== PROVIDED RECORDS
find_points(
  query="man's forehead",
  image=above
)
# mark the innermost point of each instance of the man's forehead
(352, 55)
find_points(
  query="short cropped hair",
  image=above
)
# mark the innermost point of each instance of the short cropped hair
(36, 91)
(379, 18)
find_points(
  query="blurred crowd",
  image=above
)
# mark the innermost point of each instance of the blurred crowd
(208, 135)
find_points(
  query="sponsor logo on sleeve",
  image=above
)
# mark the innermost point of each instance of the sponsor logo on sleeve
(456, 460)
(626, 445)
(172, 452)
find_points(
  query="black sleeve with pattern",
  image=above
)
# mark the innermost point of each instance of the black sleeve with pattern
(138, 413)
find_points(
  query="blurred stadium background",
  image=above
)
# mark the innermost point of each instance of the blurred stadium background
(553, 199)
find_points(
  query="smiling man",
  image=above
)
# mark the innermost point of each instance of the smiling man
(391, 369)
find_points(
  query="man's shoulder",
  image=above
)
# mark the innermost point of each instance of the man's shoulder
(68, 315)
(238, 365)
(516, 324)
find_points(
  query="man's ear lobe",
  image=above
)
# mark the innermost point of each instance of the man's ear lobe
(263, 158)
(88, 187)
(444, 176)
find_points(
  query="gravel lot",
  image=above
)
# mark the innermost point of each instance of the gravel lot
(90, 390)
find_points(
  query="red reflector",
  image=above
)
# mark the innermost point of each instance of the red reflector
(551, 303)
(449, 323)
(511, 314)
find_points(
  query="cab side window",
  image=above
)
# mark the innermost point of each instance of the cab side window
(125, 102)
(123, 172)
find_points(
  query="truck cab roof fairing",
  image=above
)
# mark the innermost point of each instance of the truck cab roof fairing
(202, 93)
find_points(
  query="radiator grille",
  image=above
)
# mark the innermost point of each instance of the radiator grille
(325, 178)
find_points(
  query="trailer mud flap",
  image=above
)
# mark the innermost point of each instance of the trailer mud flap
====
AIM OF THE TASK –
From the data above, pick out and copy each line that contains the string "reflector". Case counts.

RESPONSE TO THE TASK –
  query="red reflector",
# mark the innermost point of each instance of the red reflector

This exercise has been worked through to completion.